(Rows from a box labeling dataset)
━━━

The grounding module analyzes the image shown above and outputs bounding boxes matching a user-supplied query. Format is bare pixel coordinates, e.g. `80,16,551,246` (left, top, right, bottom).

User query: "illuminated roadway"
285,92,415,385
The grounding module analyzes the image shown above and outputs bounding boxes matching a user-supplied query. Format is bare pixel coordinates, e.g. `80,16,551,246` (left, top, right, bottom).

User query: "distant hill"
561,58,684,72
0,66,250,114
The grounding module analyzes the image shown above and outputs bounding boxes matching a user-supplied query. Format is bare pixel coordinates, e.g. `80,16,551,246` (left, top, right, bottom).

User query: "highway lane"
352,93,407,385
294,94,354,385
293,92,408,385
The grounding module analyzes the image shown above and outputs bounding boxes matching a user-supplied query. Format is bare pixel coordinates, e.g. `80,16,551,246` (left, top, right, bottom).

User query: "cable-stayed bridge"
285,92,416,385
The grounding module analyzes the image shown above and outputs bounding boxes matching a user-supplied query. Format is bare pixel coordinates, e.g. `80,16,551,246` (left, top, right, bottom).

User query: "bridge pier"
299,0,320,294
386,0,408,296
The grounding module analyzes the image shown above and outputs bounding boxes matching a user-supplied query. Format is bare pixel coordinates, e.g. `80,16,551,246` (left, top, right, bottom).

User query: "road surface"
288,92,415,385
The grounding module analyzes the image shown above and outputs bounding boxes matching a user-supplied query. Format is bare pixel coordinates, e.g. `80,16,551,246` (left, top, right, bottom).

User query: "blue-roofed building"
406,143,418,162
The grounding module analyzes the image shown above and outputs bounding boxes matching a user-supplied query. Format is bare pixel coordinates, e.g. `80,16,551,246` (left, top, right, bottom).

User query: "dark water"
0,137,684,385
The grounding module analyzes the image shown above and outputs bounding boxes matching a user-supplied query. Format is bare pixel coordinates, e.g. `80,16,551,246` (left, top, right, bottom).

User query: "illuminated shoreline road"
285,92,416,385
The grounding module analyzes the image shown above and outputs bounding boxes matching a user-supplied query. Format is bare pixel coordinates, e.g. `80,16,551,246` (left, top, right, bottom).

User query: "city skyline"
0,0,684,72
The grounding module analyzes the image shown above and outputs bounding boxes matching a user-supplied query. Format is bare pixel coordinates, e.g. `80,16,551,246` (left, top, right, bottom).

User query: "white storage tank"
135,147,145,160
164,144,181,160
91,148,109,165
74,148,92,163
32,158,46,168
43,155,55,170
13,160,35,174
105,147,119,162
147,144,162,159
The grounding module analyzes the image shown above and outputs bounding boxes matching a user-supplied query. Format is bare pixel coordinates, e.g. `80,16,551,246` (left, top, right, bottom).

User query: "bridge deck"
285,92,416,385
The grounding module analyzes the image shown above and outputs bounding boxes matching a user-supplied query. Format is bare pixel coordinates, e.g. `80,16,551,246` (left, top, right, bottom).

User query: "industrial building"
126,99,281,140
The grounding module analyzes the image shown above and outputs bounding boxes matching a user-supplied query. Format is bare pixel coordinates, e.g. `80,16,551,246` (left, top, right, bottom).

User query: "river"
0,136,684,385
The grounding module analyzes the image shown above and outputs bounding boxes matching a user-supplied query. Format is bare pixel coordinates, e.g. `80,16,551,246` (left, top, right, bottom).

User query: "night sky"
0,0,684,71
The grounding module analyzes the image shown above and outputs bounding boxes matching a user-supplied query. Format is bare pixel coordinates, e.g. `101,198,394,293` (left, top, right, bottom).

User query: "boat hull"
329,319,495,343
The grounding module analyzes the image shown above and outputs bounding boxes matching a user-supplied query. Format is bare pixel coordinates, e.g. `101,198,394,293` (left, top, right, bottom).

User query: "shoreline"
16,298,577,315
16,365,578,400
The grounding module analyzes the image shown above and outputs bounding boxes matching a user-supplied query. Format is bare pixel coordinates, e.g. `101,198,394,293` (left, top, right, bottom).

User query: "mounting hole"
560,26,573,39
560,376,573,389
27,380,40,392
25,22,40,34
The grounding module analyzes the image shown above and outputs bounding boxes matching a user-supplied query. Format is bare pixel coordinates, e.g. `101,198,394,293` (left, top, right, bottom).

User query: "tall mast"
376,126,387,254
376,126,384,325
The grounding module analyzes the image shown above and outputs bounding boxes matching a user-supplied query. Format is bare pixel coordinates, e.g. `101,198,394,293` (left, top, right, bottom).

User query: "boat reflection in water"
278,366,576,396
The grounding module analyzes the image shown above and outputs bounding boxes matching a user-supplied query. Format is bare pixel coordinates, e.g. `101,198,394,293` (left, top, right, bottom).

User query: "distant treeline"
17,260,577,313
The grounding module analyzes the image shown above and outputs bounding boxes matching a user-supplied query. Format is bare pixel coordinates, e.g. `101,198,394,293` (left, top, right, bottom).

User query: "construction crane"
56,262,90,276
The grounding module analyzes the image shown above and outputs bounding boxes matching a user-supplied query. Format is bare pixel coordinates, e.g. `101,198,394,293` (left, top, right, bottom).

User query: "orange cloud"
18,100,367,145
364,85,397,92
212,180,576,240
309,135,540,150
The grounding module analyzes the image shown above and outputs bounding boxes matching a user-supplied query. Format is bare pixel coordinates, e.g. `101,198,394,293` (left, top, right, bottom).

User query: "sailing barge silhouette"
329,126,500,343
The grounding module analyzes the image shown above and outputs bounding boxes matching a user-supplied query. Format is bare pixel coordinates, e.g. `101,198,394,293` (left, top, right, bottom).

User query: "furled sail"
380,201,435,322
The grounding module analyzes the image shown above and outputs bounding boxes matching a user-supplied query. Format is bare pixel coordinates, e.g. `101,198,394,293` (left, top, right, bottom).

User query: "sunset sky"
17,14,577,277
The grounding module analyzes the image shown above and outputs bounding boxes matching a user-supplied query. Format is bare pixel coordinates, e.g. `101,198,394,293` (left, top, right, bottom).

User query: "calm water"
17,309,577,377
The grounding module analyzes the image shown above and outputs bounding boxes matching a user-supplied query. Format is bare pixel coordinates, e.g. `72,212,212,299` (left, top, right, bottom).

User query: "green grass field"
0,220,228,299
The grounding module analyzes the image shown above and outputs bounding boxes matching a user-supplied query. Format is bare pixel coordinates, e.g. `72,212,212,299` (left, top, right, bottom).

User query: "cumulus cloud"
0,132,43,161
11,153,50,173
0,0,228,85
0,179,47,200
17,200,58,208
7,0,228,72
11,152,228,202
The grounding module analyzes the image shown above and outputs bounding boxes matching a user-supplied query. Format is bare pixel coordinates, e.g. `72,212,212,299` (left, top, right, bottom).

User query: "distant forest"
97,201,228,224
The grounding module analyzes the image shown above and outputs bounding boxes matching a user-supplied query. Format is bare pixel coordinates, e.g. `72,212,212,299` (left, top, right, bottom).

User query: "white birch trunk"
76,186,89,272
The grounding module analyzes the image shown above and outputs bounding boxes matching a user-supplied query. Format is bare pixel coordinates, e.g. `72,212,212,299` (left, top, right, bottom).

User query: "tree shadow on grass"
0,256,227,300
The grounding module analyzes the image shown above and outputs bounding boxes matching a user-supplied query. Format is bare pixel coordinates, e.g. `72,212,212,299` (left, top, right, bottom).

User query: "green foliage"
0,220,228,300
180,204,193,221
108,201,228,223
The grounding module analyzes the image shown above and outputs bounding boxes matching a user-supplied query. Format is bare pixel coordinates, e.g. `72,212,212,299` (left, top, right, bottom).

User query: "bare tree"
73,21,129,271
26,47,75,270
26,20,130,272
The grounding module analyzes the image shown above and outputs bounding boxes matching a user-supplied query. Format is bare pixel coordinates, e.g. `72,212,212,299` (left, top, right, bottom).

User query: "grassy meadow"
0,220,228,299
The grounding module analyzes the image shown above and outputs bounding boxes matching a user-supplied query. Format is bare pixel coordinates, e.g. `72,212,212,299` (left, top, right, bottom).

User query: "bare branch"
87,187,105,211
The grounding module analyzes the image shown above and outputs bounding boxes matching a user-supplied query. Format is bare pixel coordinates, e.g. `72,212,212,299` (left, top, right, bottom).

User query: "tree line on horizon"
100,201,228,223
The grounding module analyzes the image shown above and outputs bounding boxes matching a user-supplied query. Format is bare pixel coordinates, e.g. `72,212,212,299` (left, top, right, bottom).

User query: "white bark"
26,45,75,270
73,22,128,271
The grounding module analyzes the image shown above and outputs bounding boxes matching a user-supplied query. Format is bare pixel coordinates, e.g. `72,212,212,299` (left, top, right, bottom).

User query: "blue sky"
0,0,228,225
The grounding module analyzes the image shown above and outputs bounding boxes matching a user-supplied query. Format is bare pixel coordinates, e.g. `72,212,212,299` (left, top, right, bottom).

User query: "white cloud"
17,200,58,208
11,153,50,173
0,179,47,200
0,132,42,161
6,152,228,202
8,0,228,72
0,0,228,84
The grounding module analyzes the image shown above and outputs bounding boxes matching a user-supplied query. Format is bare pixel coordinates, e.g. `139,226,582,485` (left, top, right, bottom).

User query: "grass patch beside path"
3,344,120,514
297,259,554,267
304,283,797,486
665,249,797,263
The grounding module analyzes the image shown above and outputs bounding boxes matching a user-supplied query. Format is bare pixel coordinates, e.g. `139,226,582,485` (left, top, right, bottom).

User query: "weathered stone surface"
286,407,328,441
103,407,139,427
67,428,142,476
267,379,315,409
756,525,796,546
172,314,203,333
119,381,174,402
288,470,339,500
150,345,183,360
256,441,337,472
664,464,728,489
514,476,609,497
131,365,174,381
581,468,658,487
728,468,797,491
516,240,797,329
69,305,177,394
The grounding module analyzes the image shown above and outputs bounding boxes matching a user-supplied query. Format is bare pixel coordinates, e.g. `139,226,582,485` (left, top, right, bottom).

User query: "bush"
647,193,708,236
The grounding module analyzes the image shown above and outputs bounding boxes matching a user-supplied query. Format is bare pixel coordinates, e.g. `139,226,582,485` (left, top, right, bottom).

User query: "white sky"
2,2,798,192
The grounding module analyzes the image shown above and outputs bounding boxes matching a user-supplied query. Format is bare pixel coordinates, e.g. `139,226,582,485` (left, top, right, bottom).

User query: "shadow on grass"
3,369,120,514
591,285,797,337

━━━

=== To do ===
Quote the lines from the start of the records through the line containing "0,66,250,114", including both ends.

=== Answer for this exercise ===
The grounding module analyzes the image shown above and outputs bounding boxes matching a user-supplied query. Format is bare pixel coordinates, e.g. `80,16,551,246` (left, top, right, bottom).

User query: "illuminated roadway"
285,92,415,385
The grounding module analyzes the image shown above and outputs bounding boxes matching a user-supplied query. Format is bare pixel coordinates, e.g. `80,16,551,246` (left, top, right, bottom).

User query: "distant hill"
561,58,684,72
0,66,250,114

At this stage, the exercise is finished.